▶ [Requirement 1] Duplicate the passage of the tree-deletion problem write-up starting with "Let's analyze the" and going on through "direct parent-child relationships.".
▶ [Requirement 2] Finish out the next part of the Delete Nodes And Return Forest write-up, picking up after its final sentence.

1110. Delete Nodes And Return Forest


Problem Description

The given problem involves manipulating a binary tree based on certain deletion rules. We start with a binary tree where each node has a distinct value. We're given a list of values to_delete. Our task is to remove all nodes that have values contained in this list. After the deletion process, the original binary tree might be split into one or more smaller trees since deleting nodes might break connections between parent and child nodes. These separated smaller trees, when taken together, are referred to as a forest. What we need to return is a list of the root nodes for each of the trees in this resulting forest. The order of root nodes in the output list does not matter.

Flowchart Walkthrough

Let's analyze the problem using the Flowchart. Here's a step-by-step breakdown:

Is it a graph?

  • Yes: We can think of the tree structure in this problem as a special kind of graph.

Is it a tree?

  • Yes: The specific structure mentioned in the problem is a tree, where nodes represent tree nodes and edges represent direct parent-child relationships.

Following the flowchart, since it is a tree, the suggested algorithm is DFS (Depth-First Search).

Conclusion: The algorithm flowchart guides us to utilize DFS for this tree-based problem, as trees are a subtype of graphs and Depth-First Search is especially effective for tree traversals and modifications like deleting nodes.

▶ [Dataset rows]

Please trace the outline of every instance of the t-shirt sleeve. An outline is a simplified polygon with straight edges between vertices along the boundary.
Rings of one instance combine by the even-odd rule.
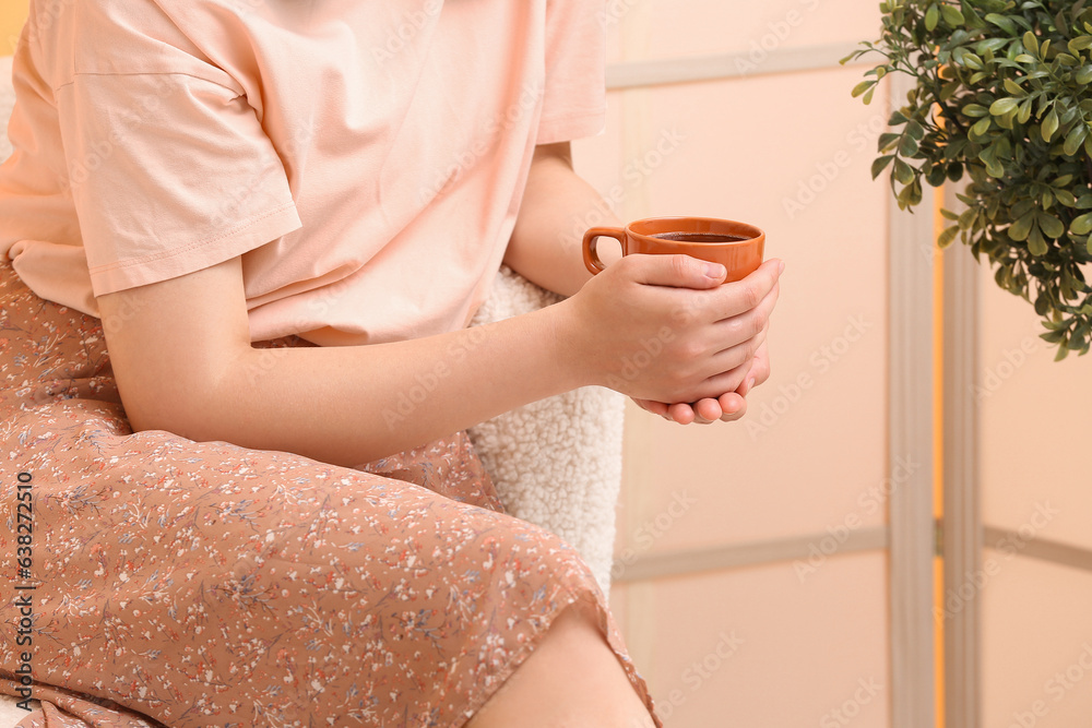
[[[242,88],[193,58],[179,68],[76,72],[54,92],[95,296],[215,265],[301,226]]]
[[[538,144],[594,136],[606,126],[604,5],[604,0],[547,0]]]

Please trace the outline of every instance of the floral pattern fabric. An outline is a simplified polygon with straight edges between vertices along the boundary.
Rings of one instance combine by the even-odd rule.
[[[0,309],[0,692],[29,657],[41,701],[22,728],[454,728],[578,601],[652,709],[587,568],[503,513],[465,433],[357,468],[133,433],[102,321],[10,264]]]

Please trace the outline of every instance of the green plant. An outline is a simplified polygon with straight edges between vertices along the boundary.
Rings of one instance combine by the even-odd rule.
[[[879,53],[854,96],[901,72],[914,84],[879,139],[899,206],[922,201],[923,181],[968,178],[966,205],[940,235],[997,265],[1002,288],[1033,302],[1058,345],[1092,342],[1092,9],[1085,0],[887,0],[876,43],[842,59]]]

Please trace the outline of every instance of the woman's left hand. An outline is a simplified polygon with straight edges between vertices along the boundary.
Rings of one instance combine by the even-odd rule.
[[[717,420],[731,422],[739,419],[747,411],[747,393],[770,379],[770,354],[764,341],[751,358],[749,367],[744,383],[735,392],[726,392],[716,399],[708,398],[693,404],[679,403],[674,405],[650,399],[633,399],[633,402],[641,409],[679,425],[689,425],[690,422],[710,425]]]

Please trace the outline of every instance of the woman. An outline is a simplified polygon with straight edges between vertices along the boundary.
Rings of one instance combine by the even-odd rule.
[[[4,692],[33,675],[73,726],[660,725],[586,566],[503,514],[464,432],[608,381],[731,420],[768,375],[778,261],[590,281],[559,235],[600,202],[568,146],[604,124],[600,10],[32,2]],[[501,262],[571,297],[467,331]]]

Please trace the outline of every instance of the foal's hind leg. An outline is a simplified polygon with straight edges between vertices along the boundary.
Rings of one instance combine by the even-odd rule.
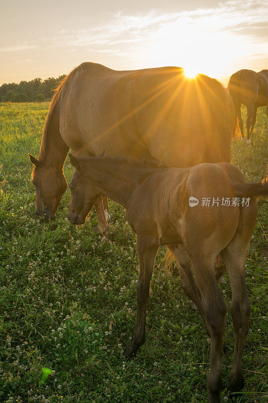
[[[244,138],[244,123],[242,116],[241,116],[241,102],[234,101],[235,112],[238,119],[238,125],[242,138]]]
[[[246,118],[246,131],[247,131],[247,144],[250,144],[250,127],[254,114],[254,106],[253,105],[248,105],[246,107],[247,116]]]
[[[178,265],[182,286],[187,296],[195,304],[196,306],[204,320],[208,335],[210,337],[210,329],[206,320],[205,310],[202,305],[200,293],[194,279],[191,268],[191,263],[188,254],[183,244],[167,245],[174,255]]]
[[[257,116],[257,107],[254,106],[254,110],[253,112],[252,117],[251,119],[251,125],[250,126],[250,136],[253,131],[253,129],[254,128],[254,126],[255,125],[255,123],[256,123],[256,118]]]
[[[234,238],[221,254],[225,262],[232,290],[231,313],[234,333],[234,352],[230,373],[230,388],[239,391],[243,386],[242,374],[242,355],[244,343],[248,332],[250,305],[245,281],[245,264],[249,243],[254,230],[257,209],[254,200],[248,207],[240,209],[240,218]]]
[[[202,251],[202,250],[201,251]],[[214,272],[216,256],[191,256],[197,285],[204,301],[206,320],[210,328],[211,338],[210,370],[208,377],[209,403],[219,403],[221,383],[221,363],[225,330],[227,304],[219,290]]]
[[[137,284],[136,329],[131,346],[125,351],[125,354],[129,358],[131,358],[145,342],[147,302],[150,294],[150,285],[154,260],[159,245],[153,237],[149,235],[138,235],[136,248],[140,271]]]
[[[238,251],[236,253],[230,251],[227,248],[223,255],[230,278],[232,296],[230,309],[233,319],[235,345],[229,383],[230,389],[233,391],[241,390],[244,386],[242,355],[250,321],[250,304],[245,282],[245,258],[238,257],[239,253]]]
[[[111,216],[109,214],[109,207],[108,206],[108,198],[106,196],[106,195],[103,195],[103,208],[104,209],[104,213],[105,214],[105,217],[106,217],[106,220],[108,224],[110,224],[111,222]]]

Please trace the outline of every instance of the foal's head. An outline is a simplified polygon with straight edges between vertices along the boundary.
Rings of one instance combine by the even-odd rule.
[[[62,169],[48,167],[31,154],[29,156],[34,165],[32,182],[35,187],[35,214],[37,216],[43,214],[53,220],[62,195],[67,189],[65,177]]]
[[[71,224],[81,224],[85,221],[94,203],[102,192],[92,184],[90,179],[83,175],[81,166],[77,160],[70,156],[70,161],[75,170],[69,185],[71,197],[67,217]]]

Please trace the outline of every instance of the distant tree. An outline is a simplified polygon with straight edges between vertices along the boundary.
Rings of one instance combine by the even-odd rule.
[[[27,102],[27,101],[28,100],[28,97],[27,97],[27,94],[25,92],[23,92],[22,93],[22,94],[20,94],[19,99],[21,102]]]
[[[49,77],[43,81],[36,78],[31,81],[22,81],[4,84],[0,86],[0,102],[25,102],[51,101],[55,90],[66,77],[65,74],[58,78]]]
[[[16,102],[18,100],[18,94],[13,91],[8,91],[5,95],[5,100],[8,102]]]
[[[34,102],[43,102],[45,100],[45,97],[41,94],[37,94],[33,98],[33,101]]]

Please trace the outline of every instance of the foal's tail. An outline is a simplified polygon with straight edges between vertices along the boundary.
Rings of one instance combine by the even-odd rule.
[[[268,197],[268,176],[261,182],[253,182],[252,183],[232,183],[234,194],[239,197],[250,196],[264,196]]]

▶ [Written response 1]
Let's analyze the problem using the Flowchart. Here's a step-by-step breakdown:

Is it a graph?

  • Yes: We can think of the tree structure in this problem as a special kind of graph.

Is it a tree?

  • Yes: The specific structure mentioned in the problem is a tree, where nodes represent tree nodes and edges represent direct parent-child relationships.

▶ [Written response 2]
Intuition

The primary intuition for solving this problem lies in the traversal of the binary tree and deciding whether to delete a node or not. A depth-first search (DFS) is a natural choice for this process since it allows us to visit every node and make decisions as we go, whilst also ensuring we handle the children before processing the parent (which is important because a deleted child might be a new root).

The approach is to traverse the tree, and as we do, we check each node against the values in to_delete. If a node's value is in the to_delete set, we need to remove this node. But before we remove a node, if it has children, we must ensure that these children, which will now be root nodes of their own trees, are included in our answer.

Thus, our solution's strategy is as follows:

  1. Convert the to_delete list into a set for a faster lookup.
  2. Use a helper function dfs to perform depth-first search starting at the root. This function will handle the logic of deletion. If a node needs to be deleted, it checks and attaches the node's children (if they exist) to the forest (list of new roots) before deleting the node itself.
  3. If the initial root node is not part of the to_delete set, add it to the list of new roots.
  4. Start the DFS process and return the list of new roots as the answer.

By doing so, we ensure that we create the forest in an efficient way, only touching each node once and correctly identifying each remaining tree's root nodes, without relying on the deletion order.

Learn more about Tree, Depth-First Search and Binary Tree patterns.

Solution Approach

The provided solution employs a recursive depth-first search (DFS) pattern to traverse the binary tree and apply the deletion logic. Here's how the solution is implemented:

  1. Converting to_delete to a Set: Sets offer O(1) complexity for lookup operations. This is critical because we need to check whether or not to delete each node quickly. The list to_delete is converted to a set s at the beginning of the function.

  2. Depth-First Search (DFS) Function: The dfs function is a recursive helper function that traverses the tree. It is responsible for determining whether a node needs to be deleted as well as preparing the children to be new roots if necessary.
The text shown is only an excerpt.